▶ _Aufgabe_
Führe den Artikel über die Biogasanlage in Kleinkatzbach im Anschluss an seinen letzten Satz weiter.

▶ _Seite_
_ _ _ _ _ _ _

Erneuerbare Energien:"Denn ohne Gewinn kann ich meine Familie nicht ernähren"

Biogasanlage Kleinkatzbach

Hinter dem jungen Mais ist das neue Endlager zur Gaslagerung zu sehen.

(Foto: Stephan Goerlich)

Mehr als 70 Biogasanlagen gibt es im Landkreis Erding. Eine davon betreibt Gerhard Reger seit 2004 erfolgreich. Weil in den nächsten Jahren viele Förderungen auslaufen, ist die Zukunft der Anlagen ungewiss.

Von Tom Burggraf, Dorfen

Gerhard Reger steht vor dem Maschinenraum seiner Biogasanlage in Kleinkatzbach, nordöstlich von Dorfen. Die Anlage läuft reibungslos. Aber aus Protest drückt er den Notausknopf. Mit seiner Teilnahme an der bundesweiten Warnaktion wollte er 2016 darauf aufmerksam machen, dass nach dem Auslaufen der staatlichen Förderungen viele Biogasanlagen - seine eingeschlossen - vor dem Aus stünden. Die Politik hat nachjustiert und dadurch einen breiten Biogasrückbau bis jetzt verhindert. In den nächsten Jahren laufen die Förderungen für viele Anlagen dennoch aus, und sie müssen sich dann über Ausschreibungen auf weitere bewerben. Weil die Förderung aber geringer ausfallen wird, ist die Zukunft ungewiss. Das spiegelt sich auch in den Zahlen von 2020 wider: Die Anzahl der Biogasanlagen in Deutschland war erstmals seit Beginn der Förderung 2000 rückläufig. Dabei können die Anlagen einen wichtigen Beitrag für die Energiewende leisten.

_ _ _ _ _ _ _

▶ _Gesammeltes Material_
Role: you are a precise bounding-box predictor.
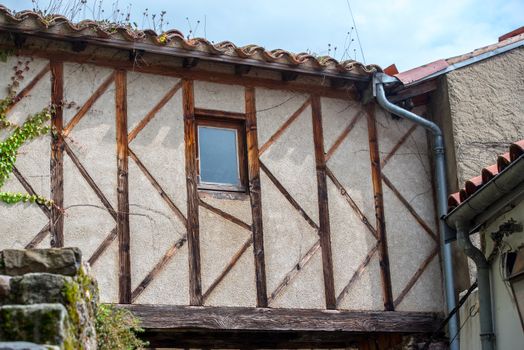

_ _ _ _ _ _ _

▶ _Schriftliche Antwort_
Reger steht in seinem Fahrzeugschuppen und steigt die fünf Stufen hinauf in seinen Radlader. Er startet den Motor und fährt zu seinem Silobecken, wo er die Schaufel in die Silage gräbt. Er wendet, hebt die Schaufel etwa drei Meter an und fährt den Inhalt hinüber zu einem offenen, türkisen Container. Reger kippt und schüttelt die Schaufel, der Inhalt fällt in den Schlot seiner Biogasanlage. Seit 2004 gehört diese Fahrt zu seiner täglichen Arbeit. Seitdem betreibt er seine Biogasanlage in Kleinkatzbach, seit 2010 hauptberuflich. Davor hatte er 20 Milchkühe und arbeitete bei einem Maschinenbauer in Dorfen.

Aufgrund der damals schon prekären Lage für Milchbauern und einer möglichen staatlichen Förderung für erneuerbare Energien wollte Reger etwas ändern und entwickelte mit seinem Nachbarn einen Plan: Reger investiert in eine Biogasanlage, seine Nachbarn liefern Biogaspflanzen. Durch die staatliche Förderung im Rahmen des Erneuerbare-Energien-Gesetzes (EEG) hat die Anlage ihn und seine Familie in den vergangenen Jahren gut ernährt. Doch in drei Jahren läuft die 20-jährige Förderung aus. Wie es danach weitergeht, weiß Reger nicht, wie er sagt. Vielen Biogasanlagenbetreibern geht es ähnlich. Reger schätzt, dass in den nächsten zehn Jahren etwa zwanzig Prozent der Anlagen schließen könnten. Manuel Maciejczyk, Geschäftsführer des Biogasfachverbands in Freising, bestätigt das: "Die Unsicherheit über die zukünftige Vergütung führt zu einer großen Unsicherheit bei den Betreibern und bei vielen zur Frage, ob sie überhaupt noch weitermachen."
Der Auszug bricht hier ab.